What you should do: Give the entries again, word for word.

──────── Raw records ────────

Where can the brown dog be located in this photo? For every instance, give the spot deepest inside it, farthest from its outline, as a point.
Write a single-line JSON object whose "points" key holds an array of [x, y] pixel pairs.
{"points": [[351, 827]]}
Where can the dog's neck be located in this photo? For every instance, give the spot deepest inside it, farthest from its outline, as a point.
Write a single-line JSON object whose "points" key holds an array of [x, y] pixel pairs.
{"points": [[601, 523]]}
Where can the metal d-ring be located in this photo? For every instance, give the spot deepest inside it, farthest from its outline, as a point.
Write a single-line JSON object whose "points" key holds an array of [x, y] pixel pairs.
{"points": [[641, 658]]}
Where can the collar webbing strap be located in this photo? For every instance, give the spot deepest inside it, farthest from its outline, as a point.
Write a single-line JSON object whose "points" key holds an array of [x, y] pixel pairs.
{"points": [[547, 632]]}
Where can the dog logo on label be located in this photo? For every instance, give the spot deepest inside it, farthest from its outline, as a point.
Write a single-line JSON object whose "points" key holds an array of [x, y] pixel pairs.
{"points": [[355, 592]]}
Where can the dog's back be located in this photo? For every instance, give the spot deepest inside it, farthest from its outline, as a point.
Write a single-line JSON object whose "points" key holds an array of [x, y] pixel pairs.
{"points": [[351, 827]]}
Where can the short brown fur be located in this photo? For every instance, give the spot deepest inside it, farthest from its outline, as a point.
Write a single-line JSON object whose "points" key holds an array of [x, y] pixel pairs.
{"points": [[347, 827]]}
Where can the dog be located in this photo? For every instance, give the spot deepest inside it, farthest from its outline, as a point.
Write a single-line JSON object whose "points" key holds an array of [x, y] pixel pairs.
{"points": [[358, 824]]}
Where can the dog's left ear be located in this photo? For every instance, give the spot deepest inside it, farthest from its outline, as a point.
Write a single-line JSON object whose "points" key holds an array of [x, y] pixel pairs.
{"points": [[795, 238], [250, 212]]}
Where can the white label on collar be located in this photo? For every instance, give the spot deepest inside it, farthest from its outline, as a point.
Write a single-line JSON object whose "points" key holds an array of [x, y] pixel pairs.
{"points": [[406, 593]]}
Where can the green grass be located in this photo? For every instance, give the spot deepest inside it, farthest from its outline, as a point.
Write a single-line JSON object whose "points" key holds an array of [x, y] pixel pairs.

────────

Task response:
Where can the brown dog be located in this photo? For every instance, give the spot deepest inside it, farthest from its outline, as a point.
Write a single-line JSON object whose "points" key holds an array of [x, y] pixel pairs.
{"points": [[351, 827]]}
Where can the dog's neck be located in this photo? For every instance, give the spot deepest inside it, farthest from its outline, as a point.
Write a single-line JSON object whose "points" key holds an array of [x, y] pixel pairs.
{"points": [[601, 523]]}
Where can the metal d-ring be located in this photo? For every instance, give the spot deepest inside it, farthest from its outline, as a point.
Write a single-line JSON object whose "points" key holds an array of [x, y] pixel pairs.
{"points": [[641, 658]]}
Where can the collar webbing strap be located in this photo? For every instance, give the spot deepest inside it, farthest from its outline, as a point.
Write a single-line JSON object whose "points" key holds an array of [x, y] pixel pairs.
{"points": [[547, 632]]}
Where can the dog logo on label be located in this photo? For every instance, give the spot deepest inside it, farthest from its outline, as a point.
Write a single-line JSON object whose "points" key holds an array of [x, y] pixel pairs.
{"points": [[355, 592]]}
Where can the dog's back be located in this photo? For every instance, give the spot deepest inside it, farthest from its outline, as a point.
Write a single-line JSON object whose "points" key holds an array of [x, y] pixel pairs.
{"points": [[351, 827]]}
Where can the short brown fur be located in this photo? For every instance, give the spot deepest inside it, farthest from its outline, as a point.
Write a single-line JSON object whose "points" key holds an array of [x, y] pixel pairs.
{"points": [[347, 827]]}
Where can the dog be located in this photo? For every instance, give the spot deepest inside it, farthest from its outline, as a point.
Write a single-line JSON object whose "points" key holds an array of [x, y] pixel pairs.
{"points": [[358, 824]]}
Where can the dog's left ear be located in this photo? For every instance, give the spot deepest inside it, farthest from its outline, as a point.
Write a single-line JSON object whose "points" key holds an array of [x, y] pixel pairs.
{"points": [[795, 238], [250, 212]]}
Where can the white label on collar be located in this photo? For every instance, give the spot deepest inside it, farthest from its outline, as a point.
Write a single-line JSON object whose "points" key holds an array of [x, y] pixel pairs.
{"points": [[406, 593]]}
Where can the green grass be located in this photo? For every instance, give the spot deepest inside it, farthest from its outline, as a point.
Write a single-line JSON object whose "points" key holds an array of [x, y] pixel pairs.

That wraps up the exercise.